— The task —
Repeat the lines beginning at the one with "object | eyeglasses" and running to the end of the material, keeping the first and last of them, exactly as they appear.

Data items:
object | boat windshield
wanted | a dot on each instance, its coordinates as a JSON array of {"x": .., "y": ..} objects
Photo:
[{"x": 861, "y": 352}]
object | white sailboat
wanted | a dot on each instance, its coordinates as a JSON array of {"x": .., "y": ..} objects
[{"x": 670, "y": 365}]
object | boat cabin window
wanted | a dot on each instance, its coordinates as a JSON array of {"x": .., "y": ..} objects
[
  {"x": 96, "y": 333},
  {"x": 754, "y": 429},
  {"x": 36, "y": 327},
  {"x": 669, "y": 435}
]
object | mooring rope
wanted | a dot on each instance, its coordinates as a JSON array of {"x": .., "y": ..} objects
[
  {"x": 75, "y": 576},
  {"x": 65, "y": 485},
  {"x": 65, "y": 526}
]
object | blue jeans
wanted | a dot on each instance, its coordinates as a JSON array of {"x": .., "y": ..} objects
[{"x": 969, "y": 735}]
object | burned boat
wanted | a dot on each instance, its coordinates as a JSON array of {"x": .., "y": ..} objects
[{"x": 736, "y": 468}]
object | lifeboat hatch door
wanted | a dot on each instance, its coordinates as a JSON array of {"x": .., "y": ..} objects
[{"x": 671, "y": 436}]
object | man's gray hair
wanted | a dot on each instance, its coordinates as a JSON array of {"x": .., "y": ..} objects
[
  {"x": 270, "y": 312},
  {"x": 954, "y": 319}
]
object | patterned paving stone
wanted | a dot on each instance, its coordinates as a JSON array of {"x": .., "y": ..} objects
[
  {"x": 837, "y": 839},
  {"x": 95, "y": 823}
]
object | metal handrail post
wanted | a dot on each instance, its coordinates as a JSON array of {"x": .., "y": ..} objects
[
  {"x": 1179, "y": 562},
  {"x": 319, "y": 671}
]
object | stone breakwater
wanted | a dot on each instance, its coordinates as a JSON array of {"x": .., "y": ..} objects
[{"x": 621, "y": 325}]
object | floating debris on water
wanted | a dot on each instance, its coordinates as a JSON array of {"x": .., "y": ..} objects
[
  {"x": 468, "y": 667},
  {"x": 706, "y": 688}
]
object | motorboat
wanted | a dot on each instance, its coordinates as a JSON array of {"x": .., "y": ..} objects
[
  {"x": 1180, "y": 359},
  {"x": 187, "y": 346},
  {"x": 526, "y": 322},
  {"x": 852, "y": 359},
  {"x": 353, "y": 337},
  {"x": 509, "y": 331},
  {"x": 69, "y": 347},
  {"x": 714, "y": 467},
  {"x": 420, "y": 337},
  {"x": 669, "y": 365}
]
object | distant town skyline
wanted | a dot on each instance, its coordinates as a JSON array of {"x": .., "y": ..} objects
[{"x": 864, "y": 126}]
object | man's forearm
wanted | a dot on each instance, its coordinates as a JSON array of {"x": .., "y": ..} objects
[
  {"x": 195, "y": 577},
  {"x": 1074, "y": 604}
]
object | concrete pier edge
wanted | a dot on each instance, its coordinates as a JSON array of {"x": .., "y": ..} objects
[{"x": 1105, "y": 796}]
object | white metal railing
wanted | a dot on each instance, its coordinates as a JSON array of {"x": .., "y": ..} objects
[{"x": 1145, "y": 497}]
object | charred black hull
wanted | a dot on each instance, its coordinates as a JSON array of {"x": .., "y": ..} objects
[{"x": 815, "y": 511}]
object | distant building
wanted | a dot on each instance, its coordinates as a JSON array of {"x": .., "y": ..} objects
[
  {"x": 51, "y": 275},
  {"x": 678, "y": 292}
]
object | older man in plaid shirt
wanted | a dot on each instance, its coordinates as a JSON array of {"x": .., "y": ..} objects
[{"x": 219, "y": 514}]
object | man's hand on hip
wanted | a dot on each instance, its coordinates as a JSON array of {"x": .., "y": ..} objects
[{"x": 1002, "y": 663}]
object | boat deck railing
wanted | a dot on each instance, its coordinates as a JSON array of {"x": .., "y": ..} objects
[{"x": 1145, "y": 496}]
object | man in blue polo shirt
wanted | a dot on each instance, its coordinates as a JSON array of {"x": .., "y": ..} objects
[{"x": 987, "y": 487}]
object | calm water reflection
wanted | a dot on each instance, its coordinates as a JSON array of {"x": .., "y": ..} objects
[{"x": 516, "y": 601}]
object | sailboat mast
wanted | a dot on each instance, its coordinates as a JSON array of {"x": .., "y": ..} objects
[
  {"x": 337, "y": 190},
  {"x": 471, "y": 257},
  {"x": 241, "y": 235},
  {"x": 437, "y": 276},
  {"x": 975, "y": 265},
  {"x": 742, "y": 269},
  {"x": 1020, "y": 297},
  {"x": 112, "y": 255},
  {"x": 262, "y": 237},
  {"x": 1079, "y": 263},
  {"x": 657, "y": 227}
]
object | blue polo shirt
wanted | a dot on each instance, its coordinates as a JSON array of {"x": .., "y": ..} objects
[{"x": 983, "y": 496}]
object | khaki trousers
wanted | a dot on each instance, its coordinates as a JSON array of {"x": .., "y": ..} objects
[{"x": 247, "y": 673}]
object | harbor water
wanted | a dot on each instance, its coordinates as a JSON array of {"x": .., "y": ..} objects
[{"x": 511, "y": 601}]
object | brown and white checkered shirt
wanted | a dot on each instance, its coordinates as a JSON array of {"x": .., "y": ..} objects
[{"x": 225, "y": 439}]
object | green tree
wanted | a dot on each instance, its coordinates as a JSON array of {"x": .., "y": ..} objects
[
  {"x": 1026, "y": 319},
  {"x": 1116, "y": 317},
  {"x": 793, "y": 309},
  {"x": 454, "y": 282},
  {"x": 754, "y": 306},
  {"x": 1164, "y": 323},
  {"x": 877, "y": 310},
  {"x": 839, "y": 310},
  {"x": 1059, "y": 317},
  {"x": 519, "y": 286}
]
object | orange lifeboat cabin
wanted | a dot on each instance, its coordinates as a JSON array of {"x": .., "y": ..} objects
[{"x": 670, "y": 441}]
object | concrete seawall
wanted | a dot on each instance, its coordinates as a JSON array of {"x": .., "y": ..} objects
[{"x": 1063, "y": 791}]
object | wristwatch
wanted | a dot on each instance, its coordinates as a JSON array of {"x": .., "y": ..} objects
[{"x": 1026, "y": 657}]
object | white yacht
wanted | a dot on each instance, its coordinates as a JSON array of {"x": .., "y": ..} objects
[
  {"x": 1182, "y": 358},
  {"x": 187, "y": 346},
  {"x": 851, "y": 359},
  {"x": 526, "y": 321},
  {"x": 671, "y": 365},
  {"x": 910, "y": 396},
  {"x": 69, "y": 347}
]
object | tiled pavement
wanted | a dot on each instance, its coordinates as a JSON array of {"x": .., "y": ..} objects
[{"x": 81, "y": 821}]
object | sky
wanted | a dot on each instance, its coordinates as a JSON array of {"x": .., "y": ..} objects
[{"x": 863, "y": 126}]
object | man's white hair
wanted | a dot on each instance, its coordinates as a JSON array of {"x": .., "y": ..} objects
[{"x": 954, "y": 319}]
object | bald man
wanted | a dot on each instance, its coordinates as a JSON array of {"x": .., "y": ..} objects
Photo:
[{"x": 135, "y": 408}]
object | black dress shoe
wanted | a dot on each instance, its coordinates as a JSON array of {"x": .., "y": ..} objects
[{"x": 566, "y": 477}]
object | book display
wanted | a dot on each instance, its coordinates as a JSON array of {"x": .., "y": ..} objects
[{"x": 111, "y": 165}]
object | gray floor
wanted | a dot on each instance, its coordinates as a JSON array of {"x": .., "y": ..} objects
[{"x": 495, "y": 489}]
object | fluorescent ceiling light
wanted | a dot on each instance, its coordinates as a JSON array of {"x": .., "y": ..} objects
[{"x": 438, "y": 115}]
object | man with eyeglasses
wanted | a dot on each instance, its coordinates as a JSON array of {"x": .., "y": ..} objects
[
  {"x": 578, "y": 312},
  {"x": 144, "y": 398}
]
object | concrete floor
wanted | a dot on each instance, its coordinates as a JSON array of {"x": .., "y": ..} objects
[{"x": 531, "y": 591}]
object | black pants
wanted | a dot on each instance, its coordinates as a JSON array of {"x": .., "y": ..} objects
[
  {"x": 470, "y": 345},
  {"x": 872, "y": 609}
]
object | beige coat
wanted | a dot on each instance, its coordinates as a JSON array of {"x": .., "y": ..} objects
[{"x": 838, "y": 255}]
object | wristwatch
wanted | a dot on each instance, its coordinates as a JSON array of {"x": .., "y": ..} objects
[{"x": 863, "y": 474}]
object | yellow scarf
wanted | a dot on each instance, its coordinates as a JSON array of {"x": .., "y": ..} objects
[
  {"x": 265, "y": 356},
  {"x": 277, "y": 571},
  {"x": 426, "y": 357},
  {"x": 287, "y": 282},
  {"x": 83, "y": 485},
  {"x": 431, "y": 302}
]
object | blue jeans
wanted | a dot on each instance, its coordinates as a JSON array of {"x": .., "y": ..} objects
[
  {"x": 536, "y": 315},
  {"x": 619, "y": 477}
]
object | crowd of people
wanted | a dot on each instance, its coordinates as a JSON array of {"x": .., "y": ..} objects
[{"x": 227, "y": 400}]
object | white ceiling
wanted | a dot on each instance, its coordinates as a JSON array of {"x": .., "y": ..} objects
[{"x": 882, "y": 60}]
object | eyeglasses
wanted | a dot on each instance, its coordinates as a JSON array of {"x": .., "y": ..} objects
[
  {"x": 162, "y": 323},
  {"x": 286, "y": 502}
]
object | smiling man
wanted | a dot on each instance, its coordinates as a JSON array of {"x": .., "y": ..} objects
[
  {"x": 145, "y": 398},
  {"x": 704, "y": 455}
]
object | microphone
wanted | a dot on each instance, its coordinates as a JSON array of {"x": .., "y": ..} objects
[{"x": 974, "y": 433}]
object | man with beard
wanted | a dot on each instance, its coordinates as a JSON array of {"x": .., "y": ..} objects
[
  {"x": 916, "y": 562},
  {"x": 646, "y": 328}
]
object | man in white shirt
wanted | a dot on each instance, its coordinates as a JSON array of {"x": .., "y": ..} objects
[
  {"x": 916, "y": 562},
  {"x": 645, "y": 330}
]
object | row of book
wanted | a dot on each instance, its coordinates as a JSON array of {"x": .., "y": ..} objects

— Task response —
object | eyeglasses
wanted | a dot on each instance, its coordinates as a JSON array of {"x": .., "y": ..} objects
[
  {"x": 162, "y": 323},
  {"x": 286, "y": 502}
]
object | smiling man
wanted | a dot on each instance, its coordinates as a JSON array of {"x": .., "y": ..} objects
[
  {"x": 145, "y": 398},
  {"x": 704, "y": 455}
]
object | microphone
wanted | a dot on each instance, its coordinates as a JSON array of {"x": .., "y": ..} objects
[{"x": 974, "y": 433}]
object | man with beard
wanted | a dot on each instance, its coordinates as a JSON array of {"x": .., "y": ..} objects
[
  {"x": 916, "y": 562},
  {"x": 646, "y": 328}
]
object | man in white shirt
wanted | a dot on each instance, its coordinates as a JSON array of {"x": .., "y": ..} objects
[
  {"x": 916, "y": 562},
  {"x": 645, "y": 330}
]
object | row of book
wanted | a dot on each instance, its coordinates as a JSON array of {"x": .., "y": ..} objects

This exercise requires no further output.